■ **PROBLEM TO SOLVE**: All lines from the one with "Mark every instance of the canal bank" to the end need to be copied exactly, with nothing before them.

Stored items from a collection
# # # # # # #

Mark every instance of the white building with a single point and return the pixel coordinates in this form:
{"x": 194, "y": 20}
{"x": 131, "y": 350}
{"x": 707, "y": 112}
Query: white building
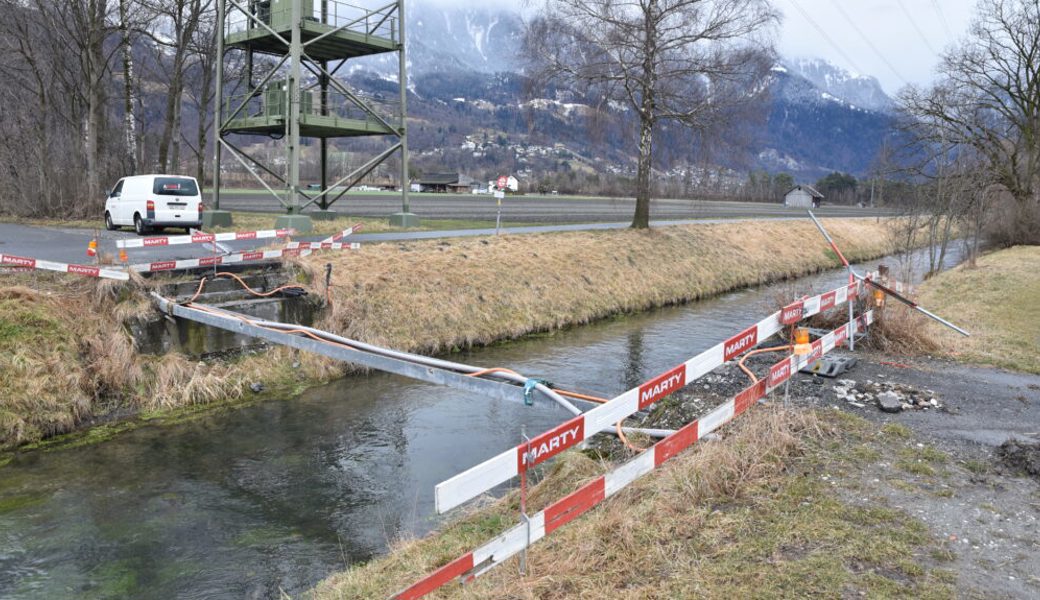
{"x": 803, "y": 197}
{"x": 512, "y": 184}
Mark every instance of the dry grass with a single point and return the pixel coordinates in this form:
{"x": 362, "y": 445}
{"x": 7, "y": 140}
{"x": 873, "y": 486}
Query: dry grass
{"x": 746, "y": 517}
{"x": 439, "y": 295}
{"x": 427, "y": 296}
{"x": 902, "y": 331}
{"x": 997, "y": 302}
{"x": 66, "y": 358}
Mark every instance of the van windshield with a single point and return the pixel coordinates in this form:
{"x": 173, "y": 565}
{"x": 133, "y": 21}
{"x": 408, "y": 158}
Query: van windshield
{"x": 175, "y": 186}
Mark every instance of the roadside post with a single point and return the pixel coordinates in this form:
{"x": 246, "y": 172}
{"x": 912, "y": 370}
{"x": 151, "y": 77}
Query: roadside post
{"x": 499, "y": 194}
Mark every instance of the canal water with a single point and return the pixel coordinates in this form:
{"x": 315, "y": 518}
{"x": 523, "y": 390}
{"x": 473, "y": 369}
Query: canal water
{"x": 278, "y": 495}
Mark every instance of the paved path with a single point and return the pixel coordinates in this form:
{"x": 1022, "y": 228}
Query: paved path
{"x": 69, "y": 244}
{"x": 548, "y": 209}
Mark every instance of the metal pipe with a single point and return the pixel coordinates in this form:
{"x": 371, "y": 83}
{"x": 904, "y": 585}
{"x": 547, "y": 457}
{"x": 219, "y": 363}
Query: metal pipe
{"x": 852, "y": 276}
{"x": 913, "y": 305}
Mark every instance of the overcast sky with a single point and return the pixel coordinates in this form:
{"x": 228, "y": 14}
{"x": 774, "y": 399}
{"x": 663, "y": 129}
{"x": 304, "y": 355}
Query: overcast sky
{"x": 904, "y": 37}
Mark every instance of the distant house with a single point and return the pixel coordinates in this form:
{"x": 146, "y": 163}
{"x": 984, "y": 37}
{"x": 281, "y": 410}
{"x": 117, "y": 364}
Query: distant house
{"x": 803, "y": 197}
{"x": 446, "y": 182}
{"x": 512, "y": 184}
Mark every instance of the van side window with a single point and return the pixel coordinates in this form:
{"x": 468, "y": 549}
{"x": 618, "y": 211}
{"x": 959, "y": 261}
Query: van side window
{"x": 174, "y": 186}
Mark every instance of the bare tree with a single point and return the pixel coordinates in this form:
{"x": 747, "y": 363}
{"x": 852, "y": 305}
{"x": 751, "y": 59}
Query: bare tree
{"x": 180, "y": 20}
{"x": 695, "y": 62}
{"x": 988, "y": 98}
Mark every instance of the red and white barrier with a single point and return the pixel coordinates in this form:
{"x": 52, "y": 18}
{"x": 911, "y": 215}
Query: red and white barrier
{"x": 579, "y": 501}
{"x": 510, "y": 464}
{"x": 83, "y": 269}
{"x": 200, "y": 237}
{"x": 342, "y": 234}
{"x": 236, "y": 258}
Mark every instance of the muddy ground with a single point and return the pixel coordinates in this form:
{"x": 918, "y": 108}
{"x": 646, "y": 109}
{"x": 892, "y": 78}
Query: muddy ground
{"x": 967, "y": 468}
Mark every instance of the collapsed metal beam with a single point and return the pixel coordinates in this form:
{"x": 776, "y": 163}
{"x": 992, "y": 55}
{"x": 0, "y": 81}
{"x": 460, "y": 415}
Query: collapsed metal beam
{"x": 885, "y": 289}
{"x": 339, "y": 348}
{"x": 501, "y": 391}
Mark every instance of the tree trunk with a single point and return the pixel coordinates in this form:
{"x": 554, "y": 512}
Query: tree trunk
{"x": 129, "y": 122}
{"x": 642, "y": 217}
{"x": 175, "y": 142}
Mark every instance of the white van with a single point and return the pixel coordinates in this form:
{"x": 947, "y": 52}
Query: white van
{"x": 154, "y": 201}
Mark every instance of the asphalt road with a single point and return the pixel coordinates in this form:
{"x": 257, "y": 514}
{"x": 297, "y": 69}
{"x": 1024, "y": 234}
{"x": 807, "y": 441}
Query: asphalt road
{"x": 67, "y": 244}
{"x": 540, "y": 208}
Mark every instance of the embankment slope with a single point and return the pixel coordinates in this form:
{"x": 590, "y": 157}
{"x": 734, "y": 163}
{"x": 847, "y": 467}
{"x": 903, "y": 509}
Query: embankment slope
{"x": 67, "y": 362}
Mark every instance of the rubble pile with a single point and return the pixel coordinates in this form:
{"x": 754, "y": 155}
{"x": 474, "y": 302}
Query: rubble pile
{"x": 889, "y": 396}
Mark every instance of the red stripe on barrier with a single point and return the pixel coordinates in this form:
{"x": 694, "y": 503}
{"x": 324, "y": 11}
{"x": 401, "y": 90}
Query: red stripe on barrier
{"x": 19, "y": 261}
{"x": 675, "y": 443}
{"x": 661, "y": 386}
{"x": 817, "y": 350}
{"x": 779, "y": 372}
{"x": 748, "y": 397}
{"x": 841, "y": 335}
{"x": 791, "y": 313}
{"x": 83, "y": 269}
{"x": 438, "y": 578}
{"x": 741, "y": 342}
{"x": 550, "y": 443}
{"x": 574, "y": 504}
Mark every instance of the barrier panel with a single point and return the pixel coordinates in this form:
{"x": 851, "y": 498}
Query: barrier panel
{"x": 200, "y": 237}
{"x": 82, "y": 269}
{"x": 291, "y": 249}
{"x": 574, "y": 504}
{"x": 510, "y": 464}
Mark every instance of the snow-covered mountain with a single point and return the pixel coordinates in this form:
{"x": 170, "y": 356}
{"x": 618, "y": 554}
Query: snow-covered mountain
{"x": 482, "y": 40}
{"x": 467, "y": 71}
{"x": 858, "y": 90}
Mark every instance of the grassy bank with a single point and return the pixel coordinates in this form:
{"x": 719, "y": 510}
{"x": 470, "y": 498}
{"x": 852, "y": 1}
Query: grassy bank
{"x": 440, "y": 295}
{"x": 65, "y": 364}
{"x": 997, "y": 302}
{"x": 757, "y": 515}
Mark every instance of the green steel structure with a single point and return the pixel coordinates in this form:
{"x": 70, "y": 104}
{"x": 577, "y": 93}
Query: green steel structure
{"x": 288, "y": 89}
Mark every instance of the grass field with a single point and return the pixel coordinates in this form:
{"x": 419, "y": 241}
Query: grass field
{"x": 997, "y": 302}
{"x": 756, "y": 515}
{"x": 431, "y": 296}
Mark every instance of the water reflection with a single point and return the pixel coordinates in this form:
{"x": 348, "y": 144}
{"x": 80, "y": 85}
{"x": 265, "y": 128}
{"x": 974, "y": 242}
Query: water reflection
{"x": 276, "y": 496}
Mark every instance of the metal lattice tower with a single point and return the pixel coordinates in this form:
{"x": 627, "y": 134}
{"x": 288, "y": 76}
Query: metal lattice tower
{"x": 296, "y": 96}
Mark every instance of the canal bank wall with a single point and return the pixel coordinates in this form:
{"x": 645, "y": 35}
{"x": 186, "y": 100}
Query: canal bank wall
{"x": 70, "y": 365}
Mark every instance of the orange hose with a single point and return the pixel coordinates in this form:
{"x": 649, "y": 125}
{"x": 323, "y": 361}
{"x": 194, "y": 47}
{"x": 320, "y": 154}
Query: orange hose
{"x": 251, "y": 290}
{"x": 202, "y": 284}
{"x": 621, "y": 433}
{"x": 754, "y": 380}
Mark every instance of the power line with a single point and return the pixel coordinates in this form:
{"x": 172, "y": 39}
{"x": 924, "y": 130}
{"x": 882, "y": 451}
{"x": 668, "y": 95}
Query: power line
{"x": 868, "y": 43}
{"x": 823, "y": 33}
{"x": 942, "y": 18}
{"x": 916, "y": 28}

# # # # # # #

■ **FINISHED TASK**:
Mark every instance of the canal bank wall with a single point and return the pixel coordinates in this form:
{"x": 645, "y": 35}
{"x": 186, "y": 100}
Query: canal bank wall
{"x": 70, "y": 365}
Mark every instance of the orange hose with a single point and return the pixel coordinates in this form:
{"x": 649, "y": 125}
{"x": 323, "y": 361}
{"x": 194, "y": 47}
{"x": 320, "y": 154}
Query: orange hose
{"x": 251, "y": 290}
{"x": 202, "y": 284}
{"x": 621, "y": 433}
{"x": 754, "y": 380}
Mark every instance of the power line with a single point and return the pixel coordinates in this form:
{"x": 172, "y": 39}
{"x": 924, "y": 130}
{"x": 882, "y": 451}
{"x": 668, "y": 95}
Query: power line
{"x": 868, "y": 43}
{"x": 823, "y": 33}
{"x": 942, "y": 18}
{"x": 916, "y": 28}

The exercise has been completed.